These and other objectives will become apparent from reading the following detailed description of the invention.

SUMMARY OF THE INVENTION

In one aspect, the present invention relates to a multi-phase solid electrolyte ion transport membrane comprising two interpenetrating continuous phases or to a porous layer that contains substantially less of the second phase than the prior art requires to achieve a continuous second phase and attains both electronic and ionic conductivities greater than 0.01 S/cm 1000° C. Two methods are presented for achieving this objective.

According to the first method, the membrane material comprises a first phase, in granulated or matrix form, comprising an ionic conductor or mixed ionic/electronic conductor, and a second phase comprising particles of a metal or metal oxide coating the surface of the granules of the first phase. The method comprises several steps. First, the metal ions are chelated into an aqueous or organic mixture comprising a polymerizable organic monomer or prepolymer plus a chelating agent. Second, this mixture is heated to a temperature sufficient to polymerize the polymerizable organic monomer or prepolymer in order to provide a liquid polymeric composition containing chelated metal or metal oxide particles. Third, the liquid polymeric composition containing the chelated metal or metal oxide is contacted with the granulated first phase, and mixed to provide a homogeneous admixture comprising the granulated first phase coated with the polymeric composition. Fourth, the homogeneous admixture is heated to a temperature sufficient to combust the polymeric composition and uniformly deposit the particles of metal or metal oxide onto the surfaces of the first phase granules. Lastly, the resulting multi-phase metal-coated solid electrolyte powder is optionally calcined in order to form a polycrystalline metal oxide coating on the surfaces of the first phase, and then further processed (e.g., by sintering or cold pressing) to form the desired multi-phase solid electrolyte ionic transport membrane.

Data block:
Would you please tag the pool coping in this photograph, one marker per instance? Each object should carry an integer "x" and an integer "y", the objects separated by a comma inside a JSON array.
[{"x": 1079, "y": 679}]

Direction A: In the membrane summary, what does the second phase comprise under the first method?
Direction B: Please resume the summary of the ion transport membrane invention after its final sentence.

Exercise output A: Particles of a metal or metal oxide coating the surface of the granules of the first phase.

Exercise output B:
The second method comprises preparing a dual phase membrane by mixing an ion conducting powder with a composite powder and then sintering the mixture to achieve an overall porous or nonporous structure as desired. The composite powder can be prepared by spray pyrolysis or other technique to generate a powder that comprises a mix of the electronic and oxide ion conducting phases at the level of the individual grains. The important point is that the second electronic conducting phase forms a continuous network upon sintering or further treatment. For oxygen transport membranes the minority conducting phase will typically be the electronic conducting phase and the majority phase will be the oxide ion conducting phase, but the opposite is also envisioned by this invention. The composite powder can comprise at least thirty percent and less than 70 percent by volume of said matrix.

A modification of this second method comprises a combination of the first and the second method. According to this method, a first powder is prepared from an ion conducting metal oxide using the methodology previously described, and then provided with a surface deposition of a second electronic conducting phase in the form of a metal or electronic conducting metal oxide using the techniques of the first method described above. The resulting second powder is then mixed with an ion conducting powder in volumetric proportions that assure continuity of both phases. A layer is then formed from the resulting powder mixture and sintered to obtain a dense membrane or porous layer as desired. This modified method can achieve a very low volume percentage of a second continuous phase.

The minority phase in the porous or dense layers prepared by the aforementioned method is present in proportions such it occupies from 0.1 to 25 percent of the layer volume and preferably from 1 to 20 percent of the layer volume.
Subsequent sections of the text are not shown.